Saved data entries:
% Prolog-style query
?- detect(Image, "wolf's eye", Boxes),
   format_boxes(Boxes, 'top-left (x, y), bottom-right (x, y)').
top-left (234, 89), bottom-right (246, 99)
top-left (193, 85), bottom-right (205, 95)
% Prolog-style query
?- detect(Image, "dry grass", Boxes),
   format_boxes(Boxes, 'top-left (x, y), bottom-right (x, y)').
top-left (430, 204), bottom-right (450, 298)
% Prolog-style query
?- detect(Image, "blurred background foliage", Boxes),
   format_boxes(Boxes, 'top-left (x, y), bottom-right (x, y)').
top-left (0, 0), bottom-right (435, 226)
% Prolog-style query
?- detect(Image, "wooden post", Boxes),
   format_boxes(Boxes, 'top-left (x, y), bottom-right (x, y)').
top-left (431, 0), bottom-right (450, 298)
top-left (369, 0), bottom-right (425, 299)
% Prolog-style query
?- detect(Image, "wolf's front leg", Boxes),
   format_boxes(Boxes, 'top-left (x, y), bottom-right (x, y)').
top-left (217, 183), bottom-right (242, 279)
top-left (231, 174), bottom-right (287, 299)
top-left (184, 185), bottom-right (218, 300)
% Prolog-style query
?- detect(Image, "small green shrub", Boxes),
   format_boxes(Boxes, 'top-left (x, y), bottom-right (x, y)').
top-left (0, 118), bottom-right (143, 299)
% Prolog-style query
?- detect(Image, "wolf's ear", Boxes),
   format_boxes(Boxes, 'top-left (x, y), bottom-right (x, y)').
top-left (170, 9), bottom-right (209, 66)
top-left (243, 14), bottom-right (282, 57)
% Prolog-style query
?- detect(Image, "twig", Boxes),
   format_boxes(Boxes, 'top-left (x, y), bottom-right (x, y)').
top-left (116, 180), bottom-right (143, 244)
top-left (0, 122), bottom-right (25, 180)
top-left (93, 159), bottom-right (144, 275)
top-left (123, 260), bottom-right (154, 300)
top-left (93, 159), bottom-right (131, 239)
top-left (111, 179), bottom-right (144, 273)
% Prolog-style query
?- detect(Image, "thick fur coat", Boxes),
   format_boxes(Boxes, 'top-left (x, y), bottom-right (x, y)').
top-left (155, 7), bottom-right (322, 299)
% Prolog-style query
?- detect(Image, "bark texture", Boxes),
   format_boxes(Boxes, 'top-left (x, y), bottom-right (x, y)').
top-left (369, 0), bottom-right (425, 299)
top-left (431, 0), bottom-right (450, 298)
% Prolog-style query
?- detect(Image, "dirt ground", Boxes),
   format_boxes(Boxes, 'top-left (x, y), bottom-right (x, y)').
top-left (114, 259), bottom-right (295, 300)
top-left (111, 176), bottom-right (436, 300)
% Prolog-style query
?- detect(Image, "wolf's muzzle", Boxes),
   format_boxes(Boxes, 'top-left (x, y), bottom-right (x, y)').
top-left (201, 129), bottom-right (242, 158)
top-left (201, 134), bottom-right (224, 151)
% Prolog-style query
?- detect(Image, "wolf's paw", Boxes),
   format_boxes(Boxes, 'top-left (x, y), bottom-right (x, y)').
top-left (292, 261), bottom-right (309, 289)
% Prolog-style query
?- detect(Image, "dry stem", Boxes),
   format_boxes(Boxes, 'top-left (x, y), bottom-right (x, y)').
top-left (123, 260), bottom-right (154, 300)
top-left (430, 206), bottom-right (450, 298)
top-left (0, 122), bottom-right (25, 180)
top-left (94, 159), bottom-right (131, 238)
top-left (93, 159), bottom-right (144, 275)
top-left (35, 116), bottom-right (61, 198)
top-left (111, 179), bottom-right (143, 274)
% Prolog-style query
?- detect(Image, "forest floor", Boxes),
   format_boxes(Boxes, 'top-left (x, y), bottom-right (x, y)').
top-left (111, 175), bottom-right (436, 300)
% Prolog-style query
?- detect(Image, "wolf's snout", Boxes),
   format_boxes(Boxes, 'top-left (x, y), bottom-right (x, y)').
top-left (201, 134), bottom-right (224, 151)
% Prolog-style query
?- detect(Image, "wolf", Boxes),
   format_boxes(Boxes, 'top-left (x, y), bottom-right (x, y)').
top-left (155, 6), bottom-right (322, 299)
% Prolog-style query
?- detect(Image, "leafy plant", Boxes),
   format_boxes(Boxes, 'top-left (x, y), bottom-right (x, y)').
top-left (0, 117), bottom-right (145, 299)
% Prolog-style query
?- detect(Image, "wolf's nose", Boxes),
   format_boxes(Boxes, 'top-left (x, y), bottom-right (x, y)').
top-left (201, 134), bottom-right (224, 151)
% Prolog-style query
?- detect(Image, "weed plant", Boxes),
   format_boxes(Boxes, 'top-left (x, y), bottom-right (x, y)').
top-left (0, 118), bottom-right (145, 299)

**Exercise details**:
Your reply must consist of one number, the count of lines in the entries that hold "plant".

**Answer to this task**:
2